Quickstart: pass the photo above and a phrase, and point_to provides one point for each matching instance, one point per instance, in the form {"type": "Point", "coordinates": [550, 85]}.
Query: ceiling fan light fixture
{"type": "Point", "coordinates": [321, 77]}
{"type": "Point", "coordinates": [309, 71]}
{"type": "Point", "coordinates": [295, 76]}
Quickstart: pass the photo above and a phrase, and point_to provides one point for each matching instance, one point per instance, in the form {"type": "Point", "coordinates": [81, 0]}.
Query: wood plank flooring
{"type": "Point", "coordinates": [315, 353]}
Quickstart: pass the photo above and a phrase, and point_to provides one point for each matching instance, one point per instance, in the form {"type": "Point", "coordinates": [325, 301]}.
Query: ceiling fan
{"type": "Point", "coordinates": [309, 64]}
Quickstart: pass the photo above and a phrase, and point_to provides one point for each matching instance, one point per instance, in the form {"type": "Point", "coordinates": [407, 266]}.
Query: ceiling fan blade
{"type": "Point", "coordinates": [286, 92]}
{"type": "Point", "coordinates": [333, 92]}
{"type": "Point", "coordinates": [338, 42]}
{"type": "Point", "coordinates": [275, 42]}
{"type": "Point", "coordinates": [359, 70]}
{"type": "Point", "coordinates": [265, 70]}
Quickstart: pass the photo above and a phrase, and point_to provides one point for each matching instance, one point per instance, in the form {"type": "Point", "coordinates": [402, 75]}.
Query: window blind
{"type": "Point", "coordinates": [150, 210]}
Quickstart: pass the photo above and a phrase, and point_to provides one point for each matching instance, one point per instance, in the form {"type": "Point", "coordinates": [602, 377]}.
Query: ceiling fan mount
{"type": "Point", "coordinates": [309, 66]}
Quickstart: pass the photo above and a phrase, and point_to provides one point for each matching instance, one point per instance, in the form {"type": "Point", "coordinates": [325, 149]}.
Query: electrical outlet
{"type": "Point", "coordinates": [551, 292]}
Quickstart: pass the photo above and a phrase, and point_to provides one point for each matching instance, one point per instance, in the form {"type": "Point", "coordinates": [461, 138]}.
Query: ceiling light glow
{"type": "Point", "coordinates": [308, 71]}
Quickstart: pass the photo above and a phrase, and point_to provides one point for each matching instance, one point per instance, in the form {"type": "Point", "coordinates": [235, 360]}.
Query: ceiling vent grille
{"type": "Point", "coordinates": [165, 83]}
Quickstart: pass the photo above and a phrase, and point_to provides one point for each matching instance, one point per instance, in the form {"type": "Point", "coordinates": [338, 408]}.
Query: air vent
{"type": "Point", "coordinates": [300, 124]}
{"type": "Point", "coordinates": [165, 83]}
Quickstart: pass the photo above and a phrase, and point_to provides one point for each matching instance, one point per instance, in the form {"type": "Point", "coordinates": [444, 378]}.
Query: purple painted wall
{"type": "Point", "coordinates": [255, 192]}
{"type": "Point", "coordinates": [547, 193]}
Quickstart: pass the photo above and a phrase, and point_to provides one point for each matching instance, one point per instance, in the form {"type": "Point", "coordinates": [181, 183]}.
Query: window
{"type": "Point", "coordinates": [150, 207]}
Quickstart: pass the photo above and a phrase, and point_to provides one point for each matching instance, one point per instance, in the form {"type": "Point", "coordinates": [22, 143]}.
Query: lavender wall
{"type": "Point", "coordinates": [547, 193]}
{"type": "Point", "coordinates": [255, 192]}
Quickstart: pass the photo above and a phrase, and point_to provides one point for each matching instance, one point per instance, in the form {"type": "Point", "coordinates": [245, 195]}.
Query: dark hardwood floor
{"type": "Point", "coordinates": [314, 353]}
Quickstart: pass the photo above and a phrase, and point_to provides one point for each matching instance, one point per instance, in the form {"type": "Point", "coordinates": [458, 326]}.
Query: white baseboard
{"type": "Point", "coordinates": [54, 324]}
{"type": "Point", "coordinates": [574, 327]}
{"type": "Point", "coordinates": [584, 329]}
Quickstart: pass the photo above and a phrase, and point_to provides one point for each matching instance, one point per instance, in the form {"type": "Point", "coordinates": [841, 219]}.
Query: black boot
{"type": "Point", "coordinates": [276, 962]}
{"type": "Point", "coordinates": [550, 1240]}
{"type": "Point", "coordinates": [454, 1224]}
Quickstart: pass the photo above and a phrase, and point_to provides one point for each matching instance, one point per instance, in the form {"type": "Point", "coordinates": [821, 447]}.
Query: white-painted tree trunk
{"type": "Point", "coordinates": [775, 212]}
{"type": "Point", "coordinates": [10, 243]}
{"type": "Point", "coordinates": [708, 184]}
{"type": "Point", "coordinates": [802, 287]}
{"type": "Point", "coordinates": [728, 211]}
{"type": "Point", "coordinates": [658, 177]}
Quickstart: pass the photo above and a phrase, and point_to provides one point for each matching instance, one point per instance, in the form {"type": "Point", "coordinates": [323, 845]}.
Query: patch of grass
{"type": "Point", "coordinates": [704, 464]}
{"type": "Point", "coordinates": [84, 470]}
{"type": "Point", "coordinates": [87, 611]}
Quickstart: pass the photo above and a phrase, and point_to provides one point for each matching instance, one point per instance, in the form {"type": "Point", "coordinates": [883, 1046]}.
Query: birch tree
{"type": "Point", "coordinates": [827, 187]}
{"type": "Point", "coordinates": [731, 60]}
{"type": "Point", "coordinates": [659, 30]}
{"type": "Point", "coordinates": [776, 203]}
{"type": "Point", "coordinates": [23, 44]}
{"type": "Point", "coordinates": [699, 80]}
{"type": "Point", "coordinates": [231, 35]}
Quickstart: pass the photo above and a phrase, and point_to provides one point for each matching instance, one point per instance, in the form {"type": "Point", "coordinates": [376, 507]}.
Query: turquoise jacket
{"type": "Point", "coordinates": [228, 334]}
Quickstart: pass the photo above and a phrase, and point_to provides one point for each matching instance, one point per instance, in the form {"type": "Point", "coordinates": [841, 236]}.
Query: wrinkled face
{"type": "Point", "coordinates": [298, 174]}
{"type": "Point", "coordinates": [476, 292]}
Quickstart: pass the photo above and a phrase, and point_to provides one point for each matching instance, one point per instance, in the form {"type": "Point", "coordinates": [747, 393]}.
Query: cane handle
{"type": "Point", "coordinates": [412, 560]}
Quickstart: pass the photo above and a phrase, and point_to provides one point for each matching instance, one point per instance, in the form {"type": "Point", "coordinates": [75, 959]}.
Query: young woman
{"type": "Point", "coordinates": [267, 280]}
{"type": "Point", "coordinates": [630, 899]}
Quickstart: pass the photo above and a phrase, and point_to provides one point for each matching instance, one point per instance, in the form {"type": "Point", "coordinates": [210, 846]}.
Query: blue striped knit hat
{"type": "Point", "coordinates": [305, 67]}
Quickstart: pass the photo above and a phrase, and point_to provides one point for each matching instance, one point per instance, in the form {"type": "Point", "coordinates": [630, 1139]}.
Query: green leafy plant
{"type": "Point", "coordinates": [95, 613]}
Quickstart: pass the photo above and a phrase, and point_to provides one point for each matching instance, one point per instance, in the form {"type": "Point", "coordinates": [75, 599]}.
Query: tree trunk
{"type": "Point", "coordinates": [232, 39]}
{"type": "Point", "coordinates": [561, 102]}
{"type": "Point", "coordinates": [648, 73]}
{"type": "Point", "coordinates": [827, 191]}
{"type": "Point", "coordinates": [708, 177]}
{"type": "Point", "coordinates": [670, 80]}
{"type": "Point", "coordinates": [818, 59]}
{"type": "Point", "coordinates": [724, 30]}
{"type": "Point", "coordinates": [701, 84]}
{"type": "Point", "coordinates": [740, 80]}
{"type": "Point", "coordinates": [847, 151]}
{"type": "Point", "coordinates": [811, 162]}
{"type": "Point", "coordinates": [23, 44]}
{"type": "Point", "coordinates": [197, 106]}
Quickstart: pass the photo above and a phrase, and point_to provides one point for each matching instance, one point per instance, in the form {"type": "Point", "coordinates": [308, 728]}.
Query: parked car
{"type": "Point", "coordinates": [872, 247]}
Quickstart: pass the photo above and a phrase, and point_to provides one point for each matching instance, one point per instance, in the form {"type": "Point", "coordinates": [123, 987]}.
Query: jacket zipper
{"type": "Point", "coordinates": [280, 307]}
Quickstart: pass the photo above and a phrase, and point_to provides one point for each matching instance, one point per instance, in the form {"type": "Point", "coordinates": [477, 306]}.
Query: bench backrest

· · · ·

**What the exercise asks**
Starting at the line that contains "Query: parked car", copy each line exactly through the end of the listing above. Include that first line and the last one, and add nothing.

**Response**
Query: parked car
{"type": "Point", "coordinates": [872, 247]}
Quickstart: pass the photo above and a phrase, and point_to provides one point for each matching instance, one point per instance, in the form {"type": "Point", "coordinates": [123, 987]}.
Query: jacket zipper
{"type": "Point", "coordinates": [280, 307]}
Quickstart: pass the photo above and a phrase, and point_to provides one point for each matching instance, one point per instance, in the form {"type": "Point", "coordinates": [477, 306]}.
Query: bench backrest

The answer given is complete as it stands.